### Your goal
Each line below should be restated exactly, with nothing dropped.

### Extracted data
☆ ☆ ☆ ☆ ☆

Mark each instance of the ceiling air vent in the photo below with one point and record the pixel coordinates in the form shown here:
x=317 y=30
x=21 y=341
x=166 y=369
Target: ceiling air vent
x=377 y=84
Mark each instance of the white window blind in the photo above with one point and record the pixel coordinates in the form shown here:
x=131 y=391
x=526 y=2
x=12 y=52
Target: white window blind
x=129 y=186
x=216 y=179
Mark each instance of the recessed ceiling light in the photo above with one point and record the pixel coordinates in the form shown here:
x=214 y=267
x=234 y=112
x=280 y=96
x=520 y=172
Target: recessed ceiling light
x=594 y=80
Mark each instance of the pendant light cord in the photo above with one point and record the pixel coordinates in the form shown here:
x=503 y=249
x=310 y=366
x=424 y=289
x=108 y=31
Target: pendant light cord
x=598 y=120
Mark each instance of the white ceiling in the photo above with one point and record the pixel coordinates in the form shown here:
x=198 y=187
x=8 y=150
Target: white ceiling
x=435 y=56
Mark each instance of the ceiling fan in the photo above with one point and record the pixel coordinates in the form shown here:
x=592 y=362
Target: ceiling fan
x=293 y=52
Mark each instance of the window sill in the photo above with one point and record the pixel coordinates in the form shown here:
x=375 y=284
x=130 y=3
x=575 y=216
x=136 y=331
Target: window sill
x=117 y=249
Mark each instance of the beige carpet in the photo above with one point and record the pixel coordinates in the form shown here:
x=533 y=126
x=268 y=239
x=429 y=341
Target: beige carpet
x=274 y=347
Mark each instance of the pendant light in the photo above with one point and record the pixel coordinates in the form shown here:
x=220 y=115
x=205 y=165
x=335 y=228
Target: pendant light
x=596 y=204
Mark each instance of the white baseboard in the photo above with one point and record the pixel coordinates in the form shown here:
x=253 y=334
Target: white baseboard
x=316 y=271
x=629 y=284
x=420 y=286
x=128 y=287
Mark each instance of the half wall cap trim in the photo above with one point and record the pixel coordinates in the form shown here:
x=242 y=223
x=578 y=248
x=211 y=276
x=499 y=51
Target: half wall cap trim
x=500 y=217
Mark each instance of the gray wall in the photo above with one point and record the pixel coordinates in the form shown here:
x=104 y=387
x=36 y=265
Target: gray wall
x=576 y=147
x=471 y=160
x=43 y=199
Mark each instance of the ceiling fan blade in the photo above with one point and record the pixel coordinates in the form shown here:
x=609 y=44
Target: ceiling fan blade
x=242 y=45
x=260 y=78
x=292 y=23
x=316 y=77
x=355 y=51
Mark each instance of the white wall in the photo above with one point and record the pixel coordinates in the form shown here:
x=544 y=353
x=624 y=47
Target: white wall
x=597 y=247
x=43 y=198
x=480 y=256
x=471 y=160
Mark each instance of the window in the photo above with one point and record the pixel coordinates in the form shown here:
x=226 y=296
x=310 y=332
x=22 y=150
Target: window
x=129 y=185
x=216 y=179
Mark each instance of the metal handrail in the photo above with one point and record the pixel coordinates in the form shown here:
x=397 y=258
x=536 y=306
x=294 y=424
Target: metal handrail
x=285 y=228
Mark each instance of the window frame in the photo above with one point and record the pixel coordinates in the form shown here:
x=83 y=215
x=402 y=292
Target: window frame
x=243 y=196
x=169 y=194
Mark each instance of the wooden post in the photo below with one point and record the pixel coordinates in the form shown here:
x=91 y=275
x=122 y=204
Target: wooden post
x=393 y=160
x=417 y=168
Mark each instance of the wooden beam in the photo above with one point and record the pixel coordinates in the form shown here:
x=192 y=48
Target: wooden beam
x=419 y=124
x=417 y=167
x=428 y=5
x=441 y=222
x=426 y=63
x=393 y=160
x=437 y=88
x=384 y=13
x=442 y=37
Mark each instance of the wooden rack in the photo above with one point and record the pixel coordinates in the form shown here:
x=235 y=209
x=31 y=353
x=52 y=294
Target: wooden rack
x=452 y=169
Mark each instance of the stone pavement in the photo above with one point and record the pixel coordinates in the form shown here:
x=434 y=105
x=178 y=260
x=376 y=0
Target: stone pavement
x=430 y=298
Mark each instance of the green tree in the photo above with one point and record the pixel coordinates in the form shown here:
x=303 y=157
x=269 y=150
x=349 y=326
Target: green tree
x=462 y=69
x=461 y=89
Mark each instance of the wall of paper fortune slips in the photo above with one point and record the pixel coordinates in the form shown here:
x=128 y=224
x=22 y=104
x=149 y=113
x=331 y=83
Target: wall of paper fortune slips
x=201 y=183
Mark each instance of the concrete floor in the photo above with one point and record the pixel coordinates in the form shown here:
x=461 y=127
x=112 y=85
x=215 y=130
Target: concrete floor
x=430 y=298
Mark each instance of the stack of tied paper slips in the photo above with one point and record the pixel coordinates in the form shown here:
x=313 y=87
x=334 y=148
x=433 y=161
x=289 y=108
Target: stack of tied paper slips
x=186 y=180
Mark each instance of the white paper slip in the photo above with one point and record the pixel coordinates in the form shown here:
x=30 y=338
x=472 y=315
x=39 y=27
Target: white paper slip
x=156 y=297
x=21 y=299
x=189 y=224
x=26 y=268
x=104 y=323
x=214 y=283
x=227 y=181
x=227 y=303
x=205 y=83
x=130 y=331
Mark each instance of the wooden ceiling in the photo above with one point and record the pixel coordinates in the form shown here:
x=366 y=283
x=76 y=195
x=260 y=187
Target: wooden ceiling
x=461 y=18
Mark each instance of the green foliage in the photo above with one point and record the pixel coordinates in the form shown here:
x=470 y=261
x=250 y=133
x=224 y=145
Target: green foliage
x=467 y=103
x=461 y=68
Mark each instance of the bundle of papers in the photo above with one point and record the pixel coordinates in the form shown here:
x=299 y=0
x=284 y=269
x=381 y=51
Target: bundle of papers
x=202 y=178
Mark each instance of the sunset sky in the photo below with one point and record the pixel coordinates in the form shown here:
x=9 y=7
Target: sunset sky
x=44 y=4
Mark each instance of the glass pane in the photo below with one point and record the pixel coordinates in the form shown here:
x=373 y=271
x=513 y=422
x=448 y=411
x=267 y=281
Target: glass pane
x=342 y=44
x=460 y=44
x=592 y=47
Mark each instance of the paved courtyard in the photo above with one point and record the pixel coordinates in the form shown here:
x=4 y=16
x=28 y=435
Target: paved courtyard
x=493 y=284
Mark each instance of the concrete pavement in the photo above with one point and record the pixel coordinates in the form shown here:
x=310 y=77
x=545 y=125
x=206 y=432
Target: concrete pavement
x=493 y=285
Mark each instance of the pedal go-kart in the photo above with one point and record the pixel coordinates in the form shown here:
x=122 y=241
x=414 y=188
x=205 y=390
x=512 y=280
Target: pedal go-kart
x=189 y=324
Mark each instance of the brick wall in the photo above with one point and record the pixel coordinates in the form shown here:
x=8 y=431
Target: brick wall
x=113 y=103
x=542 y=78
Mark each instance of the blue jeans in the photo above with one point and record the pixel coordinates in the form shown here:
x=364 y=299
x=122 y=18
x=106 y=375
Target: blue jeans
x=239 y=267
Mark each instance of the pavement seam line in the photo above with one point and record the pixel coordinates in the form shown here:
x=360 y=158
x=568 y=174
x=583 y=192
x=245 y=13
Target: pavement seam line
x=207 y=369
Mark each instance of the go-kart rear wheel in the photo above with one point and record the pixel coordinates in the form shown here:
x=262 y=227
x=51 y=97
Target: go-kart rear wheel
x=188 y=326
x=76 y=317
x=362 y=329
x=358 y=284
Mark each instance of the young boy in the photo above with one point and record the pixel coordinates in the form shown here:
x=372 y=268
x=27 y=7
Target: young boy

☆ ☆ ☆ ☆ ☆

### Answer space
Mark each instance of the ceiling air vent in the photo below with one point and record the pixel coordinates in the form shown here:
x=317 y=30
x=21 y=341
x=166 y=369
Target: ceiling air vent
x=377 y=84
Mark each instance of the white window blind in the photo above with one point and record the pixel coordinates in the form shown here:
x=131 y=391
x=526 y=2
x=12 y=52
Target: white window blind
x=129 y=186
x=216 y=179
Mark each instance of the recessed ceiling light in the photo above with one point and record the pixel coordinates in the form shown here:
x=214 y=267
x=234 y=112
x=280 y=96
x=520 y=172
Target: recessed ceiling light
x=594 y=80
Mark each instance of the pendant light cord in the photo above with one point and record the pixel coordinates in the form shown here:
x=503 y=249
x=310 y=366
x=424 y=289
x=108 y=31
Target: pendant light cord
x=598 y=120
Mark each instance of the white ceiling in the photo above with one point and record the pixel coordinates in the form shown here:
x=198 y=187
x=8 y=150
Target: white ceiling
x=435 y=56
Mark each instance of the ceiling fan in the photo above with one point and record the pixel coordinates in the form shown here:
x=592 y=362
Target: ceiling fan
x=293 y=52
Mark each instance of the window sill in the photo above with one point and record the pixel coordinates in the form shown here:
x=375 y=284
x=130 y=3
x=575 y=216
x=136 y=331
Target: window sill
x=117 y=249
Mark each instance of the beige carpet in the photo above with one point and record the pixel coordinates in the form shown here:
x=533 y=126
x=268 y=239
x=429 y=341
Target: beige carpet
x=274 y=347
Mark each instance of the pendant light in the photo above with one point and record the pixel coordinates in the form shown here:
x=220 y=115
x=205 y=165
x=335 y=228
Target: pendant light
x=596 y=204
Mark each instance of the white baseboard in the photo above with one point and record the pixel coordinates in the form shown here:
x=253 y=334
Target: white baseboard
x=316 y=271
x=629 y=284
x=420 y=286
x=128 y=287
Mark each instance of the half wall cap trim in the photo above with one point and record the pixel coordinates in the form shown here:
x=242 y=223
x=578 y=248
x=211 y=276
x=499 y=51
Target: half wall cap trim
x=500 y=217
Mark each instance of the gray wall in the photo above with one point and record the pixel coordinates in the form shown here:
x=104 y=387
x=36 y=265
Target: gray wall
x=576 y=147
x=471 y=160
x=43 y=199
Mark each instance of the ceiling fan blade in the photo above with one point and record the pixel coordinates in the form shown here:
x=609 y=44
Target: ceiling fan blade
x=242 y=45
x=260 y=78
x=292 y=23
x=316 y=77
x=355 y=51
Mark each instance of the white wall in the photo above with one point and record the pixel coordinates in the form shown here:
x=544 y=353
x=624 y=47
Target: white wall
x=597 y=247
x=43 y=198
x=480 y=256
x=471 y=160
Mark each instance of the window in the photo above with one point and record the pixel coordinates in the form shown here:
x=226 y=296
x=310 y=332
x=22 y=150
Target: window
x=129 y=185
x=216 y=179
Mark each instance of the metal handrail in the photo above with one point and record the pixel coordinates in the form shown here:
x=397 y=258
x=536 y=306
x=294 y=424
Target: metal handrail
x=285 y=228
Mark each instance of the window frame in the photo above with one point and record the pixel coordinates in the form shown here:
x=83 y=215
x=402 y=292
Target: window frame
x=243 y=196
x=169 y=194
Mark each instance of the wooden post in the photo below with one point and record the pixel coordinates in the form shown here:
x=91 y=275
x=122 y=204
Target: wooden post
x=393 y=160
x=417 y=168
Mark each instance of the wooden beam in the photo above with one point and record the pixel coordinates in the form shown here:
x=192 y=48
Target: wooden beam
x=419 y=124
x=417 y=167
x=428 y=5
x=441 y=222
x=426 y=63
x=393 y=160
x=437 y=88
x=384 y=13
x=442 y=37
Mark each instance of the wooden rack in the photo above with one point and record the pixel coordinates in the form shown here:
x=235 y=209
x=31 y=353
x=52 y=294
Target: wooden rack
x=452 y=169
Mark each instance of the stone pavement in the photo above with one point and record the pixel coordinates in the form shown here:
x=434 y=105
x=178 y=260
x=376 y=0
Target: stone pavement
x=430 y=298
Mark each instance of the green tree in the photo above with one point and record the pixel coordinates in the form shown here:
x=303 y=157
x=269 y=150
x=349 y=326
Target: green tree
x=462 y=69
x=461 y=89
Mark each instance of the wall of paper fortune slips in the photo above with one point and record the pixel coordinates in the form shown here:
x=128 y=224
x=22 y=104
x=149 y=113
x=331 y=83
Target: wall of paper fortune slips
x=201 y=183
Mark each instance of the concrete floor in the photo above with one point and record the pixel coordinates in the form shown here:
x=461 y=127
x=112 y=85
x=215 y=130
Target: concrete floor
x=430 y=298
Mark each instance of the stack of tied paper slips in the photo above with one point and record the pixel coordinates in the form shown here:
x=313 y=87
x=334 y=148
x=433 y=161
x=289 y=108
Target: stack of tied paper slips
x=186 y=180
Mark each instance of the white paper slip in the photo above with one point and record the pixel coordinates in the form shown here:
x=30 y=338
x=472 y=315
x=39 y=27
Target: white paper slip
x=156 y=297
x=21 y=299
x=189 y=224
x=26 y=268
x=104 y=323
x=214 y=283
x=227 y=181
x=227 y=303
x=205 y=83
x=130 y=331
Mark each instance of the wooden ceiling in the photo above with one point and record the pixel coordinates in the form shown here:
x=366 y=283
x=76 y=195
x=260 y=187
Target: wooden ceiling
x=461 y=18
Mark each instance of the green foliage in the photo above with one point and record the pixel coordinates in the form shown here:
x=470 y=261
x=250 y=133
x=224 y=145
Target: green foliage
x=467 y=103
x=461 y=68
Mark each instance of the bundle of papers in the photo above with one point and record the pixel coordinates in the form shown here:
x=299 y=0
x=284 y=269
x=381 y=51
Target: bundle of papers
x=202 y=178
Mark each instance of the sunset sky in the photo below with one point and record the pixel coordinates in the form shown here:
x=9 y=7
Target: sunset sky
x=44 y=4
Mark each instance of the glass pane in the photo below with one point and record the pixel coordinates in the form shown here:
x=373 y=271
x=513 y=422
x=448 y=411
x=267 y=281
Target: glass pane
x=342 y=44
x=460 y=44
x=592 y=47
Mark each instance of the paved courtyard in the photo above with one point and record the pixel coordinates in the form shown here:
x=4 y=16
x=28 y=435
Target: paved courtyard
x=493 y=284
Mark each instance of the concrete pavement in the photo above with one point and record the pixel coordinates in the form shown here:
x=310 y=77
x=545 y=125
x=206 y=432
Target: concrete pavement
x=493 y=285
Mark each instance of the pedal go-kart in the photo above with one point and record the pixel coordinates in the form shown here:
x=122 y=241
x=414 y=188
x=205 y=390
x=512 y=280
Target: pedal go-kart
x=189 y=324
Mark each instance of the brick wall in the photo above with one point and record the pixel coordinates in the form shown here:
x=8 y=431
Target: brick wall
x=113 y=103
x=542 y=78
Mark each instance of the blue jeans in the photo above with one point and record the pixel coordinates in the form shown here:
x=364 y=299
x=122 y=18
x=106 y=375
Target: blue jeans
x=239 y=267
Mark each instance of the pavement seam line in the photo above with one point and record the pixel coordinates in the form shown here:
x=360 y=158
x=568 y=174
x=583 y=192
x=245 y=13
Target: pavement seam line
x=207 y=369
Mark each instance of the go-kart rear wheel in the photo above with one point and record the pixel coordinates in the form shown here:
x=262 y=227
x=51 y=97
Target: go-kart rear wheel
x=188 y=326
x=76 y=317
x=362 y=329
x=358 y=284
Mark each instance of the young boy in the photo above with one point and record the pixel coordinates in the form shown here:
x=372 y=268
x=27 y=7
Target: young boy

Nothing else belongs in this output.